-- Records shown follows --

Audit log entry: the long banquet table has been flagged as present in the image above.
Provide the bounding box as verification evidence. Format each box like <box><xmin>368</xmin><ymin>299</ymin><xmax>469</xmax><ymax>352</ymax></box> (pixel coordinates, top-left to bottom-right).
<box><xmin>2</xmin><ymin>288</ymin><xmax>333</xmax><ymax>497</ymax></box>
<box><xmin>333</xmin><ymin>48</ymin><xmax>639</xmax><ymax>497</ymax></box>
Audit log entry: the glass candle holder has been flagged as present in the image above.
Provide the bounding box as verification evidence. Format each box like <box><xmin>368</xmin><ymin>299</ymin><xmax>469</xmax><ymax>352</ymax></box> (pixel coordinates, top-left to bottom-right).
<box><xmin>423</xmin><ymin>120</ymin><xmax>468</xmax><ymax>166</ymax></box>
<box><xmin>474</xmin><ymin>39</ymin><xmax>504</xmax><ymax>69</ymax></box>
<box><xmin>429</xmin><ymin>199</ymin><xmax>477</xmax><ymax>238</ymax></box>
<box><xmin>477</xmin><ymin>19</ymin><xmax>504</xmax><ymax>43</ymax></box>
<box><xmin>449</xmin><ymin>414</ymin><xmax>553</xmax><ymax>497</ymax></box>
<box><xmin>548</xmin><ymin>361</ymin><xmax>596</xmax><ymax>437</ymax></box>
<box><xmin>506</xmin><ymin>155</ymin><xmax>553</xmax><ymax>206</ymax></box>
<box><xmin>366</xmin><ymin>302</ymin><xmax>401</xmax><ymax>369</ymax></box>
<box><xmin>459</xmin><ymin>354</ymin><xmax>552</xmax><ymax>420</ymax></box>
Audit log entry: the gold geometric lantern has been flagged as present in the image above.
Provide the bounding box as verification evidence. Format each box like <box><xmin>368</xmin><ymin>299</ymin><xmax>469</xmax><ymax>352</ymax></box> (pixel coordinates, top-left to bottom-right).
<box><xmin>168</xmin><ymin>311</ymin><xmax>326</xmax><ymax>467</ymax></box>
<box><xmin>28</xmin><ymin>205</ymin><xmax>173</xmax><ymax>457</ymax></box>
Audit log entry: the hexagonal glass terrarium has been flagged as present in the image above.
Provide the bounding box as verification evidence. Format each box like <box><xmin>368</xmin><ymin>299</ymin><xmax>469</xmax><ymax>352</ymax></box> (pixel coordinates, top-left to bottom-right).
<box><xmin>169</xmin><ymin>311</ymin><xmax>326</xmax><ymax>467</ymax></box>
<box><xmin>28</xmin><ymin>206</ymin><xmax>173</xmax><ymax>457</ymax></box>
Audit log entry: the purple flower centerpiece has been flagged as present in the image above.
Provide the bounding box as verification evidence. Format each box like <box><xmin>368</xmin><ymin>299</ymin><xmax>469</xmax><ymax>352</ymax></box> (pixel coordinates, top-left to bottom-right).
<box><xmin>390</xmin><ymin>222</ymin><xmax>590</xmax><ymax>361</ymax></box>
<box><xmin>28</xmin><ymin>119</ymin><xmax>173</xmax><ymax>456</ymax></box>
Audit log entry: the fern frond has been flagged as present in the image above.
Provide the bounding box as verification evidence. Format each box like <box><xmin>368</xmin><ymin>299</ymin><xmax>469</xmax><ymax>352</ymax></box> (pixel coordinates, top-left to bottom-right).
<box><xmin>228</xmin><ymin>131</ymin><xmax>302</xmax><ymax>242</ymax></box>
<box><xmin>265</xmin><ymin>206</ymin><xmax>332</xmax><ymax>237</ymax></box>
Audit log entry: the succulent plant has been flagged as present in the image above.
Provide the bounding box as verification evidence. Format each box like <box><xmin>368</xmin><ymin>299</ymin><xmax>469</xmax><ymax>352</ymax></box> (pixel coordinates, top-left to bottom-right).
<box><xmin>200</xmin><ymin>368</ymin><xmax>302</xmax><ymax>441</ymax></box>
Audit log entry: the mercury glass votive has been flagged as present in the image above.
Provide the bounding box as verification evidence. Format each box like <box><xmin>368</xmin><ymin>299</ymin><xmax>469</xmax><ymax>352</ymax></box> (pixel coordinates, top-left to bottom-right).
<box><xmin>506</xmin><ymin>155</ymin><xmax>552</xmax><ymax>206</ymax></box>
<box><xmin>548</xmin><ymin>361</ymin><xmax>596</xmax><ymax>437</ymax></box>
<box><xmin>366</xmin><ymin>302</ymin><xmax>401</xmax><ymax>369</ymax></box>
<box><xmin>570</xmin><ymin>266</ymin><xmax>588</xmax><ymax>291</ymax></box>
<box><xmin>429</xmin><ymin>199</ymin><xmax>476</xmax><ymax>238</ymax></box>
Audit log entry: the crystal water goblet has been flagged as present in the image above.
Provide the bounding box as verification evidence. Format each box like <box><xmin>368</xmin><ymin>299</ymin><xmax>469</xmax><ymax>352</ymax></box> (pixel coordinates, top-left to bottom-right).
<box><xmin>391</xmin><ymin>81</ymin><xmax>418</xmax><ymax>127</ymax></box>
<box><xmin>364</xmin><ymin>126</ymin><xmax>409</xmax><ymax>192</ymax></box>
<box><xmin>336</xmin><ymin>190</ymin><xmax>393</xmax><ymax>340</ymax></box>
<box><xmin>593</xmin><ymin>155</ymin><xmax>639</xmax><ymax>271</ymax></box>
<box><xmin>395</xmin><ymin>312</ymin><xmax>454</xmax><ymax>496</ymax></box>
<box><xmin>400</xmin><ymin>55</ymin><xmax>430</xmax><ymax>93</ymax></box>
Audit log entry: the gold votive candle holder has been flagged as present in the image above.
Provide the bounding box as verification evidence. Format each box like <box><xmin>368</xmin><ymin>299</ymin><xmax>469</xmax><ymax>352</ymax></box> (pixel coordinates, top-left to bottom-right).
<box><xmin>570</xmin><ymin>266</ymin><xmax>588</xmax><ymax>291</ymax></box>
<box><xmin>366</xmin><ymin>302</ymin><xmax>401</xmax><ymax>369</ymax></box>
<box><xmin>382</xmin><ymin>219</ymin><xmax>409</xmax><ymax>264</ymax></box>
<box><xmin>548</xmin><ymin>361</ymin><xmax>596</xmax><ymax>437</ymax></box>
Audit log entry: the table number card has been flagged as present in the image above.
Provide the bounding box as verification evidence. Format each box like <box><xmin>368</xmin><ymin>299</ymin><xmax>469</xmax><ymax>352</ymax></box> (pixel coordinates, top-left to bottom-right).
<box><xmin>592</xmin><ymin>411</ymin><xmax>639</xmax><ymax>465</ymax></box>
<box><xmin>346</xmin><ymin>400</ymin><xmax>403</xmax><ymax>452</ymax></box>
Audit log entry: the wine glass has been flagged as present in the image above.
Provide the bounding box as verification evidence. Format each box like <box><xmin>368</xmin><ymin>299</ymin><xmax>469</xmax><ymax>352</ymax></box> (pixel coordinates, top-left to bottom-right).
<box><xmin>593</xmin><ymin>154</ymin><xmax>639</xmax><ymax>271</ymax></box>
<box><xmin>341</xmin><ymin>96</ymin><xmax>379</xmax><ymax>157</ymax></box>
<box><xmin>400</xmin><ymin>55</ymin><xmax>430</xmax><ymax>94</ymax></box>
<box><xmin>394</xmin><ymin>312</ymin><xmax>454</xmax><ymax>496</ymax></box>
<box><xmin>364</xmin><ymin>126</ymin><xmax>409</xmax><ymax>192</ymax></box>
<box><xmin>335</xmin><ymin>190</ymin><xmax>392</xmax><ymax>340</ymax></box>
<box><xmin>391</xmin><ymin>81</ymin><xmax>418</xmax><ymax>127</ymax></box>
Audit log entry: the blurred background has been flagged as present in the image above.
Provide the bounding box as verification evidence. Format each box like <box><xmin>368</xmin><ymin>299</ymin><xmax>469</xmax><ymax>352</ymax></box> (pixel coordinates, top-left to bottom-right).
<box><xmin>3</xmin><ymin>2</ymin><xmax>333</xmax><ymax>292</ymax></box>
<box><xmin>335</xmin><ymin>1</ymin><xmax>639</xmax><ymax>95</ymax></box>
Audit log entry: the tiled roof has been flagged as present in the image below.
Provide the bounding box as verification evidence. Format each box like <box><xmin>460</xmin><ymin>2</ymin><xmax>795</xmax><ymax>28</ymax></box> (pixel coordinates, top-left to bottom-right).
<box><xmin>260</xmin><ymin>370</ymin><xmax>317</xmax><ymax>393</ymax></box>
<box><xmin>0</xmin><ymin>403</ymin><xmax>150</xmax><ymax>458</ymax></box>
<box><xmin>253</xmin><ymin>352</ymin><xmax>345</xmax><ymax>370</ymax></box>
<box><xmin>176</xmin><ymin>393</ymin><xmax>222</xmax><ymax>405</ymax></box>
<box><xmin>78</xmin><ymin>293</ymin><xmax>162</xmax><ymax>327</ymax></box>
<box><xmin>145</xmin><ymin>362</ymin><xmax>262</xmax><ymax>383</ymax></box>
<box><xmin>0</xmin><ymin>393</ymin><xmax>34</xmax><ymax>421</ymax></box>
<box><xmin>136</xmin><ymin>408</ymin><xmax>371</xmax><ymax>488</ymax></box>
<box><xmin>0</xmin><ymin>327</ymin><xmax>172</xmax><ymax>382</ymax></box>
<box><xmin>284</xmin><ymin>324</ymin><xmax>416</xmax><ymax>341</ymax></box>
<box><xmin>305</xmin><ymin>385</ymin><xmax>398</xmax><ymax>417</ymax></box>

-- Records shown concluded --

• _Exercise details_
Above are records; repeat only the lines starting at the line with "Audit log entry: the purple" and ending at the line with "Audit log entry: the mercury", exactly as they appear, both included.

• _Written solution_
Audit log entry: the purple flower centerpiece has been flagged as present in the image above.
Provide the bounding box as verification evidence. Format each box like <box><xmin>368</xmin><ymin>299</ymin><xmax>469</xmax><ymax>352</ymax></box> (pixel coordinates, top-left to bottom-right).
<box><xmin>390</xmin><ymin>222</ymin><xmax>590</xmax><ymax>361</ymax></box>
<box><xmin>28</xmin><ymin>119</ymin><xmax>173</xmax><ymax>456</ymax></box>
Audit log entry: the fern frond has been flagged as present in the image above.
Provide the bounding box as verification evidence. Format each box like <box><xmin>368</xmin><ymin>299</ymin><xmax>469</xmax><ymax>352</ymax></box> (pixel coordinates, top-left to bottom-right).
<box><xmin>228</xmin><ymin>131</ymin><xmax>302</xmax><ymax>242</ymax></box>
<box><xmin>265</xmin><ymin>206</ymin><xmax>332</xmax><ymax>237</ymax></box>
Audit log entry: the succulent plant has been flagged as present in the image above.
Provide the bounding box as verification evidence. Format each box like <box><xmin>368</xmin><ymin>299</ymin><xmax>469</xmax><ymax>352</ymax></box> (pixel coordinates, top-left to bottom-right).
<box><xmin>200</xmin><ymin>368</ymin><xmax>302</xmax><ymax>441</ymax></box>
Audit log entry: the mercury glass votive has been flagged as present in the image above.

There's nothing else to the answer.